** Opening Dataset records block **
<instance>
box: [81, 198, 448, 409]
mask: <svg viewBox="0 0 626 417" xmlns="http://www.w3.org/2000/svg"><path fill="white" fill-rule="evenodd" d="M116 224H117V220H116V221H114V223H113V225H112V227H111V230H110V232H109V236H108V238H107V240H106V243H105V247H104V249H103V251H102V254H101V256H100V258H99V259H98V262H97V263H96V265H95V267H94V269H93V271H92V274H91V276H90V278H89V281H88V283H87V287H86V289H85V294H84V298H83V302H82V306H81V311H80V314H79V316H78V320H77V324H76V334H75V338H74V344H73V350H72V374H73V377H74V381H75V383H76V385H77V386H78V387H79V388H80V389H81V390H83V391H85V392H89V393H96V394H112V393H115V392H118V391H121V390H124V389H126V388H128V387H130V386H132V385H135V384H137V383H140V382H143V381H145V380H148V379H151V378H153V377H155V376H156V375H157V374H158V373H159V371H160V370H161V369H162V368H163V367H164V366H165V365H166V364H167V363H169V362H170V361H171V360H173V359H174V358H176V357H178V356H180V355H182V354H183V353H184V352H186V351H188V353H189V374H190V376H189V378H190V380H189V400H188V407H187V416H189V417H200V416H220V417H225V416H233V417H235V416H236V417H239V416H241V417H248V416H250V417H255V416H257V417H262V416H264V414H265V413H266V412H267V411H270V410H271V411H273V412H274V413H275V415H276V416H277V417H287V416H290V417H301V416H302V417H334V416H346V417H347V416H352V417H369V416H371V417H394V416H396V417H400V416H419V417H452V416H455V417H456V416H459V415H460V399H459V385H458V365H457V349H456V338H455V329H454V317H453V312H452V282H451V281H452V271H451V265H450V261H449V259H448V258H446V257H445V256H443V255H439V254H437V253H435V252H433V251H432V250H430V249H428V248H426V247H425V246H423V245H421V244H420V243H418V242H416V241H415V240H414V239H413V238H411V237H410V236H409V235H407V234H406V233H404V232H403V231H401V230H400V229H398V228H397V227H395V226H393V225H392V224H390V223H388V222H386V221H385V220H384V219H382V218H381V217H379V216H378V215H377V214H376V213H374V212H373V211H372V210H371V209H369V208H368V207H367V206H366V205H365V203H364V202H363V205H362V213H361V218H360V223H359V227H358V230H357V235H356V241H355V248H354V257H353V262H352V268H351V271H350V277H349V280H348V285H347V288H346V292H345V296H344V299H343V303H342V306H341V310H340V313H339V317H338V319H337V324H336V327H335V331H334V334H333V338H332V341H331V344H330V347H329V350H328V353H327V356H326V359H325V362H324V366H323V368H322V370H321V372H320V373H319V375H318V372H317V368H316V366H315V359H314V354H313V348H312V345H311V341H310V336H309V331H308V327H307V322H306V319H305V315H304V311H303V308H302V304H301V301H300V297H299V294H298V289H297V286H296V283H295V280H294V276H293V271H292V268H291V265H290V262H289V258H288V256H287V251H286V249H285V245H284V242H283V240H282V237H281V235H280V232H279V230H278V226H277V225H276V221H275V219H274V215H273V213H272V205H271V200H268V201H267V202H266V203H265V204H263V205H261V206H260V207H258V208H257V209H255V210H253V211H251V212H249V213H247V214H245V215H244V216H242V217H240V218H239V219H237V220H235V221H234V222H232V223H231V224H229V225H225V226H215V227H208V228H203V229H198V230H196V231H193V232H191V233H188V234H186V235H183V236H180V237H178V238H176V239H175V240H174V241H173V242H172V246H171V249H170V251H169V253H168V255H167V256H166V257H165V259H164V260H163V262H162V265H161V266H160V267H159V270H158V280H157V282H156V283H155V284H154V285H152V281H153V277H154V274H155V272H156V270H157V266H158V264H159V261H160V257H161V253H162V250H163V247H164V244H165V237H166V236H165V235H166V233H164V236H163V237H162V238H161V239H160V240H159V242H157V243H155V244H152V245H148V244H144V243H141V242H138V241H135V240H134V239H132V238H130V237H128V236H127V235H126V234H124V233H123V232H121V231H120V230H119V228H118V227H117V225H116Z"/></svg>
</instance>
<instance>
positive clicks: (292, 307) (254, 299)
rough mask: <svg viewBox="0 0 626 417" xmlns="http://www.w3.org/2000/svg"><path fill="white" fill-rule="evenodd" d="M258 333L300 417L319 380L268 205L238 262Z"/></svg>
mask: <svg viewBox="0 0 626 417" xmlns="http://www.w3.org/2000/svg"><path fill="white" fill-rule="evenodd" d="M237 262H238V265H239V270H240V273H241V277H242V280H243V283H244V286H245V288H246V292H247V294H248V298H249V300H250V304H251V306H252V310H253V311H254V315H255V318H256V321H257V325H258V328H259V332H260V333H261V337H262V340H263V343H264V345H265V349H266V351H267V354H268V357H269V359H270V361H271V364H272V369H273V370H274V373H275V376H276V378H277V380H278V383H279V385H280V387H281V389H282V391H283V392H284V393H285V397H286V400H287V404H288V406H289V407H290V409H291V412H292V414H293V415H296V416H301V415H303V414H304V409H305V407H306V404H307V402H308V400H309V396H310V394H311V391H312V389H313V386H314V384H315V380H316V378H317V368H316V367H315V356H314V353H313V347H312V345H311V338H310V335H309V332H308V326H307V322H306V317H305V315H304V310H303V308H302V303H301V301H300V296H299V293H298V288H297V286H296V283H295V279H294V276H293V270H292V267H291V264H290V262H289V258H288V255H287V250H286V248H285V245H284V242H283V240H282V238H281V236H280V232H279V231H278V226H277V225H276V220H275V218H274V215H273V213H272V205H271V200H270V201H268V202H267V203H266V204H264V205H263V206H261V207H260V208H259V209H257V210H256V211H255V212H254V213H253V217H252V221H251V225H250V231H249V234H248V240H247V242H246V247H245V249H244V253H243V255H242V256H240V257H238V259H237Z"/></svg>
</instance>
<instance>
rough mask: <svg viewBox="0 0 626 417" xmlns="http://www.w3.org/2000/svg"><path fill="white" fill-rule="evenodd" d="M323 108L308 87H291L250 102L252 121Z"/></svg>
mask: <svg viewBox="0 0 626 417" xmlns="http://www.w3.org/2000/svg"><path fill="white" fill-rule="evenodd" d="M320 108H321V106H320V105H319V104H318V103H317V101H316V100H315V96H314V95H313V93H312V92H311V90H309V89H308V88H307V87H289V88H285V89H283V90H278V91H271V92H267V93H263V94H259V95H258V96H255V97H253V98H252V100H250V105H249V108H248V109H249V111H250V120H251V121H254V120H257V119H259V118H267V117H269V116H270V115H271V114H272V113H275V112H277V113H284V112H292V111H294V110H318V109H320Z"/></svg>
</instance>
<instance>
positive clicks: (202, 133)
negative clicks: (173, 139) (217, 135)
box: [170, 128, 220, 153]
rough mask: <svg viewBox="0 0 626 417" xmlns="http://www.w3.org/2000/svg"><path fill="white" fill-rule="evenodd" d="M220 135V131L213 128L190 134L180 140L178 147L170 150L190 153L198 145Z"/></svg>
** Closing Dataset records block **
What the exercise asks: Copy the entries above exactly, leaving none out.

Result for this exercise:
<instance>
box: [81, 198, 448, 409]
mask: <svg viewBox="0 0 626 417" xmlns="http://www.w3.org/2000/svg"><path fill="white" fill-rule="evenodd" d="M116 224H117V220H116V221H114V223H113V225H112V227H111V230H110V232H109V236H108V238H107V240H106V243H105V247H104V249H103V251H102V254H101V256H100V258H99V259H98V262H97V263H96V265H95V267H94V269H93V271H92V274H91V276H90V278H89V281H88V283H87V287H86V289H85V294H84V298H83V302H82V306H81V311H80V314H79V316H78V320H77V324H76V334H75V338H74V344H73V350H72V374H73V377H74V381H75V383H76V385H77V386H78V387H79V388H80V389H81V390H83V391H85V392H89V393H96V394H112V393H115V392H118V391H121V390H124V389H126V388H128V387H130V386H132V385H135V384H137V383H140V382H143V381H145V380H148V379H151V378H153V377H155V376H156V375H157V374H158V373H159V371H160V370H161V369H162V368H163V367H164V366H165V365H166V364H167V363H169V362H170V361H171V360H173V359H174V358H176V357H178V356H180V355H182V354H183V353H184V352H186V351H188V353H189V374H190V376H189V378H190V380H189V400H188V407H187V416H189V417H200V416H220V417H225V416H233V417H235V416H236V417H239V416H241V417H248V416H250V417H255V416H257V417H262V416H264V414H265V413H266V412H267V411H270V410H271V411H273V412H274V413H275V415H276V416H277V417H287V416H290V417H301V416H302V417H334V416H346V417H347V416H352V417H369V416H371V417H394V416H396V417H400V416H419V417H452V416H455V417H456V416H459V415H460V399H459V385H458V365H457V349H456V338H455V329H454V317H453V312H452V282H451V281H452V271H451V265H450V261H449V259H448V258H446V257H445V256H443V255H439V254H437V253H435V252H433V251H432V250H430V249H428V248H426V247H425V246H423V245H421V244H420V243H418V242H416V241H415V240H414V239H413V238H411V237H410V236H409V235H407V234H406V233H404V232H403V231H401V230H400V229H398V228H397V227H395V226H393V225H392V224H390V223H388V222H386V221H385V220H384V219H382V218H381V217H379V216H378V215H377V214H376V213H374V212H373V211H372V210H371V209H369V208H368V207H367V206H366V205H365V203H364V202H363V205H362V213H361V218H360V223H359V227H358V230H357V235H356V241H355V248H354V257H353V262H352V268H351V271H350V277H349V280H348V285H347V288H346V292H345V296H344V299H343V303H342V306H341V310H340V313H339V317H338V319H337V324H336V327H335V331H334V334H333V338H332V341H331V344H330V347H329V350H328V353H327V356H326V359H325V362H324V366H323V368H322V370H321V372H320V373H319V375H318V372H317V368H316V366H315V359H314V354H313V348H312V345H311V341H310V336H309V331H308V327H307V322H306V319H305V315H304V311H303V308H302V304H301V301H300V297H299V294H298V289H297V286H296V283H295V280H294V276H293V271H292V268H291V265H290V262H289V258H288V256H287V251H286V249H285V245H284V242H283V240H282V237H281V235H280V232H279V230H278V226H277V225H276V221H275V219H274V215H273V213H272V205H271V200H268V201H267V202H266V203H265V204H263V205H261V206H260V207H258V208H257V209H255V210H253V211H251V212H249V213H247V214H245V215H244V216H242V217H240V218H239V219H237V220H235V221H234V222H232V223H231V224H229V225H225V226H215V227H208V228H203V229H198V230H196V231H193V232H191V233H188V234H186V235H183V236H180V237H178V238H176V239H175V240H174V241H173V242H172V246H171V249H170V251H169V253H168V255H167V256H166V257H165V259H164V260H163V262H162V265H161V266H160V267H159V270H158V280H157V282H156V283H155V284H154V285H152V281H153V277H154V274H155V272H156V270H157V266H158V264H159V261H160V257H161V253H162V250H163V247H164V244H165V237H166V236H165V235H166V233H164V236H163V237H162V238H161V239H160V240H159V242H157V243H155V244H152V245H148V244H144V243H141V242H138V241H135V240H134V239H132V238H130V237H128V236H127V235H126V234H124V233H123V232H121V231H120V230H119V228H118V227H117V225H116Z"/></svg>
</instance>
<instance>
positive clicks: (292, 307) (254, 299)
rough mask: <svg viewBox="0 0 626 417" xmlns="http://www.w3.org/2000/svg"><path fill="white" fill-rule="evenodd" d="M258 333L300 417L319 380L268 205L238 262Z"/></svg>
mask: <svg viewBox="0 0 626 417" xmlns="http://www.w3.org/2000/svg"><path fill="white" fill-rule="evenodd" d="M237 262H238V265H239V270H240V273H241V277H242V280H243V283H244V286H245V288H246V292H247V294H248V298H249V300H250V304H251V306H252V310H253V311H254V315H255V318H256V321H257V325H258V328H259V332H260V333H261V337H262V340H263V343H264V345H265V349H266V351H267V354H268V357H269V359H270V361H271V364H272V369H273V370H274V373H275V376H276V378H277V380H278V383H279V385H280V387H281V389H282V391H283V392H284V393H285V397H286V400H287V404H288V406H289V407H290V409H291V412H292V414H293V415H296V416H301V415H303V414H304V409H305V407H306V404H307V402H308V400H309V396H310V394H311V391H312V389H313V386H314V384H315V380H316V378H317V368H316V367H315V356H314V353H313V347H312V345H311V338H310V335H309V332H308V326H307V322H306V317H305V315H304V310H303V308H302V303H301V301H300V296H299V293H298V288H297V286H296V283H295V279H294V276H293V270H292V267H291V264H290V262H289V258H288V255H287V250H286V248H285V245H284V242H283V240H282V238H281V236H280V232H279V231H278V226H277V225H276V220H275V218H274V215H273V213H272V205H271V200H270V201H268V202H267V203H266V204H264V205H263V206H261V207H260V208H259V209H257V210H256V211H255V212H254V213H253V217H252V221H251V225H250V231H249V234H248V240H247V242H246V247H245V249H244V253H243V255H242V256H240V257H238V259H237Z"/></svg>
</instance>
<instance>
rough mask: <svg viewBox="0 0 626 417" xmlns="http://www.w3.org/2000/svg"><path fill="white" fill-rule="evenodd" d="M323 108L308 87H291L250 102L252 121Z"/></svg>
mask: <svg viewBox="0 0 626 417" xmlns="http://www.w3.org/2000/svg"><path fill="white" fill-rule="evenodd" d="M320 108H321V106H320V105H319V104H318V103H317V101H316V100H315V96H314V95H313V93H312V92H311V90H309V89H308V88H307V87H289V88H285V89H283V90H278V91H271V92H267V93H263V94H259V95H258V96H255V97H253V98H252V100H250V105H249V108H248V109H249V111H250V120H251V121H254V120H257V119H259V118H267V117H269V116H270V115H271V114H272V113H275V112H277V113H284V112H292V111H294V110H318V109H320Z"/></svg>
</instance>
<instance>
positive clicks: (202, 133)
negative clicks: (173, 139) (217, 135)
box: [170, 128, 220, 153]
rough mask: <svg viewBox="0 0 626 417" xmlns="http://www.w3.org/2000/svg"><path fill="white" fill-rule="evenodd" d="M220 135V131L213 128L190 134L180 140L178 147L170 150L190 153L198 145Z"/></svg>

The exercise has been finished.